=== PROBLEM REQUIREMENTS ===
Reproduce verbatim every line of the entries from the one containing "Can you see the blue star" up to and including the final line of the entries, and nothing else.

=== RECORDS FOR THE TASK ===

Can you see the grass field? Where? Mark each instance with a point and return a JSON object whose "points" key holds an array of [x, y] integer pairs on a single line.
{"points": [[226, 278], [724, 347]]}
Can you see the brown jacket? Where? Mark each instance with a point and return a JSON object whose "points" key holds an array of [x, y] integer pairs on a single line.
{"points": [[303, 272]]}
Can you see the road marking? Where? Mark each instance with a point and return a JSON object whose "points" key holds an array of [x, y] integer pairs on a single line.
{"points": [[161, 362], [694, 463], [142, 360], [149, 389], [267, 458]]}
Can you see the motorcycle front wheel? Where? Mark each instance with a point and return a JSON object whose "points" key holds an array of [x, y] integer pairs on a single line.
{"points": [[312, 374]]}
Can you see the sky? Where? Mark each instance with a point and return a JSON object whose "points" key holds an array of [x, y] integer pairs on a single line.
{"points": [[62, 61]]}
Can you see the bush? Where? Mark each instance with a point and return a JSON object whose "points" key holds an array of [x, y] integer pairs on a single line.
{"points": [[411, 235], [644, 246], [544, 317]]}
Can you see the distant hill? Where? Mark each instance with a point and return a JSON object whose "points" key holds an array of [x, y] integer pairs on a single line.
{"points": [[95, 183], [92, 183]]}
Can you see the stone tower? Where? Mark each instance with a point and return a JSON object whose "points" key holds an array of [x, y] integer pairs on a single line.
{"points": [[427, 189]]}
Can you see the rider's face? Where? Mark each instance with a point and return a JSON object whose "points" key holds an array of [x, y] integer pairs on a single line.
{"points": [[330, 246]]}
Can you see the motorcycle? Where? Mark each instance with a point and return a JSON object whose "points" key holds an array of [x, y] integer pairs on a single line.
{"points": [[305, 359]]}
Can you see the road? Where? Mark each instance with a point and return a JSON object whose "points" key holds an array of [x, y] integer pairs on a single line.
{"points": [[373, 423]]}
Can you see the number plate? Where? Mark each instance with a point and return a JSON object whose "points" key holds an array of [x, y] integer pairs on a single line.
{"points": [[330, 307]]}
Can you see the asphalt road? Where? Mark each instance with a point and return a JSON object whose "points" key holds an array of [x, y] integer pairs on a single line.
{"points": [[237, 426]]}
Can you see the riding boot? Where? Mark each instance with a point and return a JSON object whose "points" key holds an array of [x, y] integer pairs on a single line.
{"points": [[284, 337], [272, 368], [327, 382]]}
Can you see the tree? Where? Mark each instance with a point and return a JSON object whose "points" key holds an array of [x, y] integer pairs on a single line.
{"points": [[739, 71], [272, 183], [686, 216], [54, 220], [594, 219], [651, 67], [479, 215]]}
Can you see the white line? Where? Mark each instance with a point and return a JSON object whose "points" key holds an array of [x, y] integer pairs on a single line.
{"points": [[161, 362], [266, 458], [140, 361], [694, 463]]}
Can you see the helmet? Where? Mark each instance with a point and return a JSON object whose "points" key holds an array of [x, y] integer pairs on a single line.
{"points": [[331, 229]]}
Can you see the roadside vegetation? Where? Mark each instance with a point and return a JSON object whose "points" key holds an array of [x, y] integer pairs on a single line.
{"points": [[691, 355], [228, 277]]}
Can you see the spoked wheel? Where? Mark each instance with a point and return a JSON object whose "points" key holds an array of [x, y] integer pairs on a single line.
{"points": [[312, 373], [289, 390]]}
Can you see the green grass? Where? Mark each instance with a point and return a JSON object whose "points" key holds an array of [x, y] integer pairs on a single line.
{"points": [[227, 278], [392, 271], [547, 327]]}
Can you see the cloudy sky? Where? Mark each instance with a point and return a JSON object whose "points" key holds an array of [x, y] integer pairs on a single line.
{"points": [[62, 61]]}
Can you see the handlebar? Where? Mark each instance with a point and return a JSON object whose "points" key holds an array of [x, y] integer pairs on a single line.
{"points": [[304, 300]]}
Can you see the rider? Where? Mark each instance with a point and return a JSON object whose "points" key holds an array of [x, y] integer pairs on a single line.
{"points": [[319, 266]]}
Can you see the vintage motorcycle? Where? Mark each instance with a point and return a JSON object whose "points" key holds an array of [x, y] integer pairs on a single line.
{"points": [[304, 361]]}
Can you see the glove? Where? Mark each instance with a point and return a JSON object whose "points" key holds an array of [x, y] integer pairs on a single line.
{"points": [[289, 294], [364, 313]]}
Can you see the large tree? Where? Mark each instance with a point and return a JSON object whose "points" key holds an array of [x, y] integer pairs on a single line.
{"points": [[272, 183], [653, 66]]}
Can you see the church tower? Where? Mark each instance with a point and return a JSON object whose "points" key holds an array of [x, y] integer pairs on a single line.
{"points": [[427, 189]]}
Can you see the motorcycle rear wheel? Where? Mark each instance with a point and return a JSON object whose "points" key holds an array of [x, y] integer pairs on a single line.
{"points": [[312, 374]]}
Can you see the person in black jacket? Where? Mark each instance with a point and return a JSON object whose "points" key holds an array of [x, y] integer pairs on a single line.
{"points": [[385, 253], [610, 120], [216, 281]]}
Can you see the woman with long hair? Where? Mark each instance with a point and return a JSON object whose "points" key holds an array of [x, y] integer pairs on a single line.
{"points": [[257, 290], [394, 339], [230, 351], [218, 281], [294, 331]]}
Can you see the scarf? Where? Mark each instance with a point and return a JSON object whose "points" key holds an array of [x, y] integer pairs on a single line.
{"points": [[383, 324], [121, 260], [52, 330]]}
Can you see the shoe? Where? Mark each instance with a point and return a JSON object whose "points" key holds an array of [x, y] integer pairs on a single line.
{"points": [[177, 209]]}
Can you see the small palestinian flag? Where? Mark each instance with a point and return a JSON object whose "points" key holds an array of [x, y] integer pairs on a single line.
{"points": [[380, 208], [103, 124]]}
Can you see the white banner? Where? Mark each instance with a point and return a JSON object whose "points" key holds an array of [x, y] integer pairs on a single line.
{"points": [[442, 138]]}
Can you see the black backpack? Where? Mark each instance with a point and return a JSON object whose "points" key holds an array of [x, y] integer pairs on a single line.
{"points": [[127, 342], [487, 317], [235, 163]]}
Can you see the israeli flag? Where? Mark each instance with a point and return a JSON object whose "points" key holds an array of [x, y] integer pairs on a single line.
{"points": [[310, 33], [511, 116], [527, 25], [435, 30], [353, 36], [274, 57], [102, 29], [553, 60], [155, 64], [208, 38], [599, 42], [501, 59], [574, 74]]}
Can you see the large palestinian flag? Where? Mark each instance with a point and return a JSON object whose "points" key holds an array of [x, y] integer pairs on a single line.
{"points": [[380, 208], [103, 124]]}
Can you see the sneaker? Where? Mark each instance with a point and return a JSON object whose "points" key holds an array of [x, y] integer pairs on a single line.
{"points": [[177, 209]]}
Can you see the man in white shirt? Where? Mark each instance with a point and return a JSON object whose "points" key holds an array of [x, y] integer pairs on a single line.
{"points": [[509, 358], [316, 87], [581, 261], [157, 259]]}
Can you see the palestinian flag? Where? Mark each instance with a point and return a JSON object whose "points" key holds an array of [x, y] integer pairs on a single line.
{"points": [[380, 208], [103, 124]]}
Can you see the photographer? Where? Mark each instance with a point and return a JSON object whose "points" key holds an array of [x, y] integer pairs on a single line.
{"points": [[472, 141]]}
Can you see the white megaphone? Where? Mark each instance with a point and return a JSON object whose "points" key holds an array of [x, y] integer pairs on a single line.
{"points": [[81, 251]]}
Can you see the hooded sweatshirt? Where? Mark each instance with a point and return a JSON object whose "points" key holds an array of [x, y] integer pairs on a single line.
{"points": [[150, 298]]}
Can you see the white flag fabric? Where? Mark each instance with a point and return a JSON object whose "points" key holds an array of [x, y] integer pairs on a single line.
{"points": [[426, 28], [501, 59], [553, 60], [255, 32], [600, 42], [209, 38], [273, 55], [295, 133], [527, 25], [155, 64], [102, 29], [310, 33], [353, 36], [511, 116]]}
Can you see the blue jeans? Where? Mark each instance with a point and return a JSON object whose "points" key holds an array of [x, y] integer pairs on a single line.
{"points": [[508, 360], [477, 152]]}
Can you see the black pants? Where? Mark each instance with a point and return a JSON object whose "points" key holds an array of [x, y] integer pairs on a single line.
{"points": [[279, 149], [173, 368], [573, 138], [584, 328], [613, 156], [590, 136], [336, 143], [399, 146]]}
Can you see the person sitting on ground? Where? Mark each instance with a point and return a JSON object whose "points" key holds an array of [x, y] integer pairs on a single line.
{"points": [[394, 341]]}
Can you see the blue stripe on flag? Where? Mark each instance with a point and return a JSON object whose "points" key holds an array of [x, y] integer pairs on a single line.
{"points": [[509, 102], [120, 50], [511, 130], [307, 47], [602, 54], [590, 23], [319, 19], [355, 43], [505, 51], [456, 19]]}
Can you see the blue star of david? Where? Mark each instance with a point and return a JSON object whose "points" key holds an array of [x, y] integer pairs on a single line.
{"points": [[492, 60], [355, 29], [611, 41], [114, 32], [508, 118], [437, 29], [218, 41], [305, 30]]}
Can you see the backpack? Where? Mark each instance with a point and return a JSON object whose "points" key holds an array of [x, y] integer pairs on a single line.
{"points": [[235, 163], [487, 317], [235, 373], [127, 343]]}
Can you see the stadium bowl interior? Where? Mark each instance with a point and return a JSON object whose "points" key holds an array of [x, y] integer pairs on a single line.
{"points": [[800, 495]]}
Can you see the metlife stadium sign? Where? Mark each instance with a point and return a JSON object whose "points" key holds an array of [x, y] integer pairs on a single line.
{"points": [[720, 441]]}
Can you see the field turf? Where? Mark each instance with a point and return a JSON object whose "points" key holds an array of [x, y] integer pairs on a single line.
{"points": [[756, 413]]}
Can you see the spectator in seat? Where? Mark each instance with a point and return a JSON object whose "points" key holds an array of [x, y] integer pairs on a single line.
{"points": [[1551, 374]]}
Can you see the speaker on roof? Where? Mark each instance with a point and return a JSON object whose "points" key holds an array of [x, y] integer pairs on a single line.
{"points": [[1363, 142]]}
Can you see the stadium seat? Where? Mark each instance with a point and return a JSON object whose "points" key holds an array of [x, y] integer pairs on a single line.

=== SOLUTION FOR THIS PROBLEM ===
Can you see the blue star of david? Where? Mark each instance with a point and return a JSON object whose "points" key holds an array of [x, y] integer pairs on a single line.
{"points": [[492, 60], [355, 29], [611, 41], [114, 32], [508, 118], [437, 29], [218, 41], [305, 30]]}
Can you see the backpack? Where? Mark each instance with a point and return a JSON object whose "points" key holds an array of [x, y] integer pairs on a single line.
{"points": [[235, 163], [487, 317], [235, 373], [127, 343]]}
Can you see the stadium bowl interior? Where? Mark each instance with a point and return a JSON object whose "points" key holds an array of [x, y] integer pairs on a single line.
{"points": [[800, 495]]}
Can you see the metlife stadium sign? Where? Mark each instance with a point and return a JSON object whose "points" key holds an array of [x, y] integer pairs on a single line.
{"points": [[720, 441]]}
Can you see the field turf? Where? Mark each instance with a point and return a JSON object whose "points" key holds an array of [x, y] integer pairs on a single line.
{"points": [[756, 413]]}
Can you see the spectator in seat? Where? Mark each instance with a point and return a JSON object whose "points" key holds an array of [x, y] integer pairs on a single line.
{"points": [[1551, 374]]}
Can you see the speaker on roof? Where? Mark each instance with a point and return a JSON object whose "points" key holds an array of [x, y] integer pairs on a single line.
{"points": [[1363, 142]]}
Can you see the stadium seat? Where? Mark each instance with a point and return a JSON object whose "points" key holds an array of [x, y] integer pairs on a single line.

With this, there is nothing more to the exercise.